*EXERCISE INPUT*
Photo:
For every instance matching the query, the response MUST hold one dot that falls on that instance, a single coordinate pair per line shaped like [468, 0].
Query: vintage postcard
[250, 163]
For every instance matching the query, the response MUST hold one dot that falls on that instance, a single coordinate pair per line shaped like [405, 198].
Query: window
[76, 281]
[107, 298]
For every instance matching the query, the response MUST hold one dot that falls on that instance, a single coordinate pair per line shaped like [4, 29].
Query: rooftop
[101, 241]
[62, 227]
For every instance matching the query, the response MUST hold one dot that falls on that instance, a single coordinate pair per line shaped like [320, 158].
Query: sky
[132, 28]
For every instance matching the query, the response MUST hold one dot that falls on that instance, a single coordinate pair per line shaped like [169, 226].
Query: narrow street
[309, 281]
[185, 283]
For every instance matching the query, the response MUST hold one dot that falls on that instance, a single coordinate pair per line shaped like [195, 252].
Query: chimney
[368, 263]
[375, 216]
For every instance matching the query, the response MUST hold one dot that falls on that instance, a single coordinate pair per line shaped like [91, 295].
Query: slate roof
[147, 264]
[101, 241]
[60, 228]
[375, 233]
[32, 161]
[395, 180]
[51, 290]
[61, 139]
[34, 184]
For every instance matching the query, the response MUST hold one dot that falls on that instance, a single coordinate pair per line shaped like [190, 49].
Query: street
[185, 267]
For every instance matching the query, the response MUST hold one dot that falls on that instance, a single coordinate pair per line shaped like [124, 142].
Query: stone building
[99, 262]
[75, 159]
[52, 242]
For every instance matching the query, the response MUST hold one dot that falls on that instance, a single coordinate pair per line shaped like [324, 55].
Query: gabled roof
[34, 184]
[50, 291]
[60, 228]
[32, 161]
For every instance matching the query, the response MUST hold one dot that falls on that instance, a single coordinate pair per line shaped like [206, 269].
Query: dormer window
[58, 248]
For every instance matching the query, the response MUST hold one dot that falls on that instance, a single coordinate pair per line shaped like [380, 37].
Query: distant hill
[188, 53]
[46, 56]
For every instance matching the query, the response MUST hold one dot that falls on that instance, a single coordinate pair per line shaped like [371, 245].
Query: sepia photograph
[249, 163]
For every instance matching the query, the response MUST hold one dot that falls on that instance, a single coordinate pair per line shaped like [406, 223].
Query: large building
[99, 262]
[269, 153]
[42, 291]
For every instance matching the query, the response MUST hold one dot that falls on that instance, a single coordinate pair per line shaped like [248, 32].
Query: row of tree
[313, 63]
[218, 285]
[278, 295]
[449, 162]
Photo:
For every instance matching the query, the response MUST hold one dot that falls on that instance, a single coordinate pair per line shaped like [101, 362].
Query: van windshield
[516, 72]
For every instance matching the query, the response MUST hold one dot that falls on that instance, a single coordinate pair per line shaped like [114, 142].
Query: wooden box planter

*AIM OF THE EXERCISE*
This exercise needs each record retyped exactly as shown.

*SOLVED PROBLEM*
Photo:
For every instance matching the query, the response MUST hold one dot that falls on that instance, a single coordinate pair per line shaped like [468, 0].
Query: vintage postcard
[250, 163]
For every instance matching the query, the response MUST hold one dot that falls on that instance, a single coordinate pair per line shaped like [405, 198].
Query: window
[76, 281]
[107, 298]
For every instance matching the query, the response MUST hold one dot that falls on that instance, a single coordinate pair per line shaped like [4, 29].
Query: rooftop
[101, 241]
[62, 227]
For every instance matching the query, the response MUST hold one dot that falls on that instance, a single coordinate pair per line shaped like [320, 158].
Query: sky
[132, 28]
For every instance matching the query, the response MUST hold one dot that falls on that instance, a single coordinate pair per line shaped like [169, 226].
Query: narrow street
[309, 281]
[185, 283]
For every instance matching the query, the response MUST hold one dot that falls on that instance, a single coordinate pair per line shaped like [195, 252].
Query: chimney
[368, 263]
[375, 216]
For every instance matching the query, the response MUST hold one dot that falls on that instance, a single coordinate pair per line shaped like [91, 295].
Query: slate roof
[147, 264]
[101, 241]
[60, 228]
[375, 233]
[32, 161]
[395, 180]
[51, 290]
[61, 139]
[34, 184]
For every instance matching the query, the response MUST hold one dot that falls on that instance, a single coordinate pair per line shaped like [190, 49].
Query: street
[185, 267]
For every instance matching the query, the response MUST hold one dot that falls on that instance, a single coordinate pair per line shaped like [124, 142].
Query: stone building
[99, 262]
[75, 159]
[52, 242]
For every instance matching the query, the response MUST hold one dot that falls on that instance, a single coordinate pair per line shaped like [324, 55].
Query: gabled roof
[34, 184]
[50, 291]
[60, 228]
[32, 161]
For every instance matching the query, the response MUST hold one dot that falls on that instance, a single coordinate pair per line shaped like [206, 269].
Query: dormer window
[58, 248]
For every instance matching the query, the response MUST hold one dot that falls on that instance, a single coordinate pair per line shaped like [380, 37].
Query: distant hill
[188, 53]
[46, 56]
For every instance matching the query, the response MUST hold one dot that falls on that instance, a single coordinate pair per line shaped like [371, 245].
Query: sepia photograph
[249, 163]
For every instance matching the query, the response MUST hold one dot that falls on that instance, a single coordinate pair per line shaped like [406, 223].
Query: large building
[99, 262]
[269, 153]
[42, 291]
For every instance matching the query, the response MUST hold one dot that falls on that instance, a single coordinate pair per line shaped like [248, 32].
Query: row of tree
[313, 63]
[218, 285]
[278, 295]
[449, 162]
Photo:
For every instance matching the query, the response MUST hold one dot that falls on that instance, a single coordinate pair per line shaped like [101, 362].
Query: van windshield
[516, 72]
For every instance matching the query, the response MUST hold one dot that falls on that instance, a single coordinate pair per line shaped like [114, 142].
Query: wooden box planter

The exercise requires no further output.